We see satellites as moving pin-pricks in the night sky, or occasionally – as with the recent return to Earth of the Chinese Tiangong space station – as streaks of light. And most us would have heard about satellite data being used for surveillance, for GPS tracking and for media broadcasting.

But artists can divert satellite data away from a purely instrumental approach. They can apply it to produce new ways of seeing, understanding and feeling the Earth.

Of course satellites are expensive to launch and maintain. The main players are either powerful corporate providers like Intelsat, enormous public sector agencies like NASA and the European Space Agency (ESA), or private sector startups with links to these groups.

Luckily, many of these agencies make their data freely available to the public.

The NASA/US Geological Survey Landsat program makes 40 years of Earth imaging data available through Earth Explorer. The ESA provides data from their Sentinel satellites to users of the Copernicus Open Access Hub.

In Australia, Geoscience Australia‘s Digital Earth Australia platform provides researchers and the public with access to Australian satellite data from a range of agencies.

Landsat 8 image acquired in Australia in May 2013 over Cambridge Gulf and the Ord River estuary in Western Australia. Visible light bands highlight the different types of water within the estuary. Shortwave and near infrared bands highlight the mangroves and vegetation on the land.
Geoscience Australia, Author provided

Understanding and processing the data

Making satellite imaging data accessible, though, is not the same thing as making it usable. There is considerable technical know-how required to process satellite data.

CHALLENGES:
1 > Using the satellite data passage, explain why making satellite imaging data accessible is not the same as making it usable.
2 > Please list every organization named in the satellite data passage.

(Excerpts of pointing data)

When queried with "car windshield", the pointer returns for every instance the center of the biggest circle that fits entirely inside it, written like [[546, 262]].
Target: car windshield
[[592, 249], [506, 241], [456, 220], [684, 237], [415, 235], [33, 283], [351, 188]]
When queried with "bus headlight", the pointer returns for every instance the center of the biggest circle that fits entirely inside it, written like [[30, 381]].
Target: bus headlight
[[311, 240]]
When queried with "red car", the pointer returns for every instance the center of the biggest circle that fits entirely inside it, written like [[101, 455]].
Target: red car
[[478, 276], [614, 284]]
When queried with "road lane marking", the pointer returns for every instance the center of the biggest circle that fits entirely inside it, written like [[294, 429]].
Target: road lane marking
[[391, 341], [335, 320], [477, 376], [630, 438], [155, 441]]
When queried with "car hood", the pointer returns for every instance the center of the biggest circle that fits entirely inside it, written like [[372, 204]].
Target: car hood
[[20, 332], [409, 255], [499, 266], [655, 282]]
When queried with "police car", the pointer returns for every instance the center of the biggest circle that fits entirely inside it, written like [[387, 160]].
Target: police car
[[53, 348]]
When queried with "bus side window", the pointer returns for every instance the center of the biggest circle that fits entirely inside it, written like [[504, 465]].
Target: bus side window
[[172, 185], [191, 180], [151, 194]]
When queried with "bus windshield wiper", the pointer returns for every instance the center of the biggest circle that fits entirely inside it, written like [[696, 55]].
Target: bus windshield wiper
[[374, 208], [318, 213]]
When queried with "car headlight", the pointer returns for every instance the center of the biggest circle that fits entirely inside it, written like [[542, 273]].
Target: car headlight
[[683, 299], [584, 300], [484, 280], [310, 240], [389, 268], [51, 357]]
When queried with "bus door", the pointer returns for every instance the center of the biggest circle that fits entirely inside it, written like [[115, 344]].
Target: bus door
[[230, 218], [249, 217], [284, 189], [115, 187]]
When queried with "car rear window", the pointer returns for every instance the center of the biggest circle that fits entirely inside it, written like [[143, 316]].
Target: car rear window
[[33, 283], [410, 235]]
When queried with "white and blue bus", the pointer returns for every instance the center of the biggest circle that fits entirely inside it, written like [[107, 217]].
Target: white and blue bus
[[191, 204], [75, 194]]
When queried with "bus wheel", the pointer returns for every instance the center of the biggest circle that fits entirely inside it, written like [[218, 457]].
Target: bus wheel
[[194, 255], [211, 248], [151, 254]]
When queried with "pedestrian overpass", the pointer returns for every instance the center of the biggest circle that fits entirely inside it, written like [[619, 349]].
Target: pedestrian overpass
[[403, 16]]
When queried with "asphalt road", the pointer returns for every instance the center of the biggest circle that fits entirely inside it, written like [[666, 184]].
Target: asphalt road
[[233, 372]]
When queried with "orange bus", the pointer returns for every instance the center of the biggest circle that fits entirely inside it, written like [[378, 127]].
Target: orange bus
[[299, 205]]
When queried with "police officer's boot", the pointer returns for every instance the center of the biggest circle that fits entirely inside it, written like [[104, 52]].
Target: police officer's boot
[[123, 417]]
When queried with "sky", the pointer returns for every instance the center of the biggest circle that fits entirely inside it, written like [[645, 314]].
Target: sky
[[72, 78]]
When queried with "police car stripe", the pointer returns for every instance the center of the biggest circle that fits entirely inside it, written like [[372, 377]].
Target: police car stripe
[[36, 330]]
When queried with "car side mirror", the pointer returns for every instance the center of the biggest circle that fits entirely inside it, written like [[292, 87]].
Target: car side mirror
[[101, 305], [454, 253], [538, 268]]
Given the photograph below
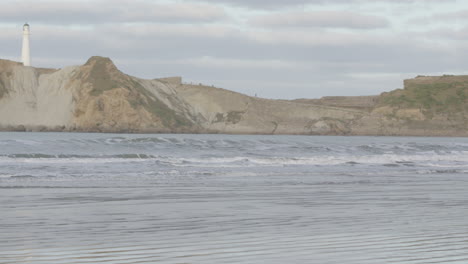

LIST OF SOLUTIONS:
1 > Processing satellite data takes considerable technical know-how. Having access to the data does not by itself mean a person can use it.

2 > Intelsat, NASA, the European Space Agency (ESA), the US Geological Survey, Geoscience Australia